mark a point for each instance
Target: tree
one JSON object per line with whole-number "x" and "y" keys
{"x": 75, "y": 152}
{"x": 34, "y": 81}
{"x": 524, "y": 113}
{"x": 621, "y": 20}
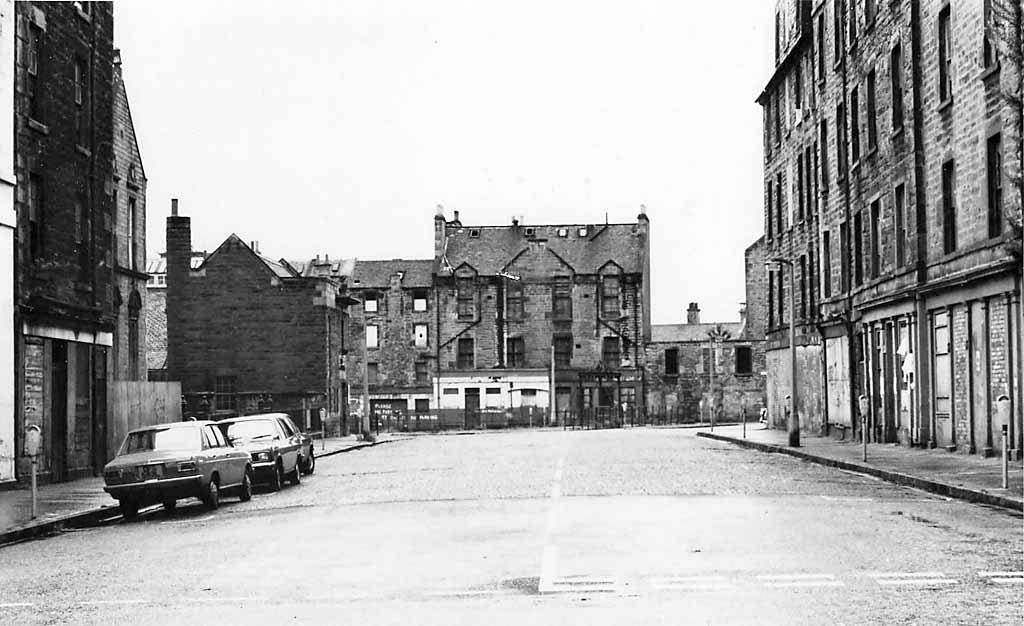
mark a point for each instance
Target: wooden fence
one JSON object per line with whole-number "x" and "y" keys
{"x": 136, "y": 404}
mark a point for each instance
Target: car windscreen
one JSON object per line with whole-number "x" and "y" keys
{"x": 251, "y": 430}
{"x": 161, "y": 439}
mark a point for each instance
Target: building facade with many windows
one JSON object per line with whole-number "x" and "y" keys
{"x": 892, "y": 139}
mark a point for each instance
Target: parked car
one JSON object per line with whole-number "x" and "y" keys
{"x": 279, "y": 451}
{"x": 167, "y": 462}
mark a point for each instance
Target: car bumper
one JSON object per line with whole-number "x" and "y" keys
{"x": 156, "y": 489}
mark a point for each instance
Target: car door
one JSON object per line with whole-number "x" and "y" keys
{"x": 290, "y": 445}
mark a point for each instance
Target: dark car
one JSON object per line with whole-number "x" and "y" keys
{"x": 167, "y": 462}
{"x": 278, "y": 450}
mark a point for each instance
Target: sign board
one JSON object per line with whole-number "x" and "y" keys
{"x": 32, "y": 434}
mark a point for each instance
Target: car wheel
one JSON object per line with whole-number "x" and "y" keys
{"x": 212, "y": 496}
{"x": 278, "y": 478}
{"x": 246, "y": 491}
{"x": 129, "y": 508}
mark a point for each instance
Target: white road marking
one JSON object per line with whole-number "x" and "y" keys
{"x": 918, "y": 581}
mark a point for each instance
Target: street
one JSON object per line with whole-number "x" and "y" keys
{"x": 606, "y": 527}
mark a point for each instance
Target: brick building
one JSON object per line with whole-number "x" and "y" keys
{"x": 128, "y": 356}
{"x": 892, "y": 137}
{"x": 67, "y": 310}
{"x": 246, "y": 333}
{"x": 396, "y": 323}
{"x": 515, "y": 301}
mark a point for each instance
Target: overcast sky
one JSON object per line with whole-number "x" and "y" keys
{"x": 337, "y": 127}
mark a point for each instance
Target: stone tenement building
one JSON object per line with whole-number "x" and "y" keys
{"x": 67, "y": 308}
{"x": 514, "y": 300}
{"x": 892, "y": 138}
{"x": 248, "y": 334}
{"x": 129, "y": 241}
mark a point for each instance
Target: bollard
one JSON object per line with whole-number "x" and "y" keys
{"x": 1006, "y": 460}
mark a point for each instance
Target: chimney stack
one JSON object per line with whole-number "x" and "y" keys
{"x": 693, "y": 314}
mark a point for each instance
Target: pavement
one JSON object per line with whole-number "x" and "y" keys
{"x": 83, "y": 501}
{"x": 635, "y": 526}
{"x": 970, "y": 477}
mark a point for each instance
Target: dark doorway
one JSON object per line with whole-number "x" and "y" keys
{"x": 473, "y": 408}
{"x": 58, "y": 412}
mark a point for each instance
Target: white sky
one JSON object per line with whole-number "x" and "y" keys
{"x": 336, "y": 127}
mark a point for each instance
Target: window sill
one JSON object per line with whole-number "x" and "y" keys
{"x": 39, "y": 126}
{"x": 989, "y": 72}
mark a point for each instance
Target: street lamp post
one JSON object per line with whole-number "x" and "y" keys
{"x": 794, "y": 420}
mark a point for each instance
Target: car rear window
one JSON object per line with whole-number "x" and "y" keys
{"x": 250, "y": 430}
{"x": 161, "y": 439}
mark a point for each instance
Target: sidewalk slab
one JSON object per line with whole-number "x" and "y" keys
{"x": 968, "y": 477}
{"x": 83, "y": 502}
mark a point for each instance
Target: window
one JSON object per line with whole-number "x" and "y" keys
##############################
* EXERCISE BRIEF: Quote everything in the listing above exactly; pictures are the only thing to omit.

* THE RESPONSE:
mark a point for each instance
Target: tree
one JSON object per line with whole-number "x" and "y" keys
{"x": 75, "y": 152}
{"x": 34, "y": 81}
{"x": 524, "y": 113}
{"x": 621, "y": 20}
mark a point for each instance
Target: wooden fence
one JSON object per line with whole-number "x" and "y" keys
{"x": 136, "y": 404}
mark a point for each instance
Target: car windscreen
one JSON object per line with whole-number "x" and "y" keys
{"x": 251, "y": 430}
{"x": 161, "y": 439}
mark a point for each instance
Target: building facade with many windows
one JSON object per line with whole-number "x" and "y" keys
{"x": 892, "y": 139}
mark a point for each instance
Target: parked car
one JSON object per line with whole-number "x" and "y" keys
{"x": 279, "y": 451}
{"x": 167, "y": 462}
mark a point for each instance
Target: car bumper
one JSON object per line with whole-number "x" and "y" keys
{"x": 156, "y": 489}
mark a point for each instance
Target: car door
one JSON object per line with whole-number "x" and "y" keys
{"x": 290, "y": 445}
mark a point for each instance
Target: dark car
one JSON object per line with whole-number "x" and "y" keys
{"x": 167, "y": 462}
{"x": 278, "y": 450}
mark a point for each instance
Target: sign board
one JSON object per line with whole-number "x" and "y" keys
{"x": 32, "y": 434}
mark a point for each instance
Target: car wheel
one JSON object per line with whole-number "x" and "y" keys
{"x": 212, "y": 496}
{"x": 278, "y": 478}
{"x": 246, "y": 491}
{"x": 129, "y": 508}
mark a point for each instance
Target: white road marking
one JSON object per line with whole-number "x" and "y" keys
{"x": 918, "y": 581}
mark a point for each instance
Target: street
one JSON object per line with whole-number "x" and "y" keys
{"x": 606, "y": 527}
mark a point for each instance
Target: brick building
one JSON object per line with whole-number "x" and "y" keys
{"x": 128, "y": 356}
{"x": 892, "y": 137}
{"x": 67, "y": 310}
{"x": 246, "y": 333}
{"x": 396, "y": 323}
{"x": 515, "y": 301}
mark a point for each instance
Target: overcast sky
one JSON object per line with whole-number "x" and "y" keys
{"x": 337, "y": 127}
mark a point for each instance
Target: stone tenement building
one JSON object per line with whole-number "x" and "y" keys
{"x": 67, "y": 308}
{"x": 514, "y": 300}
{"x": 892, "y": 138}
{"x": 248, "y": 334}
{"x": 129, "y": 241}
mark a point for each instance
Target: bollard
one JSON object per line with whole-number "x" and "y" keys
{"x": 1006, "y": 460}
mark a point for each instance
Target: chimney stack
one JSON object per line with whole-number "x" and "y" keys
{"x": 693, "y": 314}
mark a point for each instance
Target: pavement
one JSON object per line with whole-number "x" and "y" keys
{"x": 83, "y": 501}
{"x": 635, "y": 526}
{"x": 970, "y": 477}
mark a point for each instance
Target: dark doorway
one JSON object per line with whole-number "x" and "y" keys
{"x": 473, "y": 408}
{"x": 58, "y": 412}
mark a point for each instance
Target: white sky
one JSON object per line with whole-number "x" and "y" keys
{"x": 336, "y": 127}
mark a point for each instance
Target: window sill
one JSON object per line with whole-number "x" and "y" keys
{"x": 39, "y": 126}
{"x": 989, "y": 72}
mark a point for each instance
Target: street lamp post
one JSON object per line with whole-number "x" and "y" keys
{"x": 794, "y": 420}
mark a point for each instance
Target: car rear window
one JSON object per line with whole-number "x" and "y" keys
{"x": 250, "y": 430}
{"x": 161, "y": 439}
mark a point for each instance
Target: sidewalk slab
one JSON object per line with whole-number "x" and "y" keys
{"x": 968, "y": 477}
{"x": 83, "y": 502}
mark a point for each instance
Target: window
one JSON object per line with whole-number "x" and "y" keys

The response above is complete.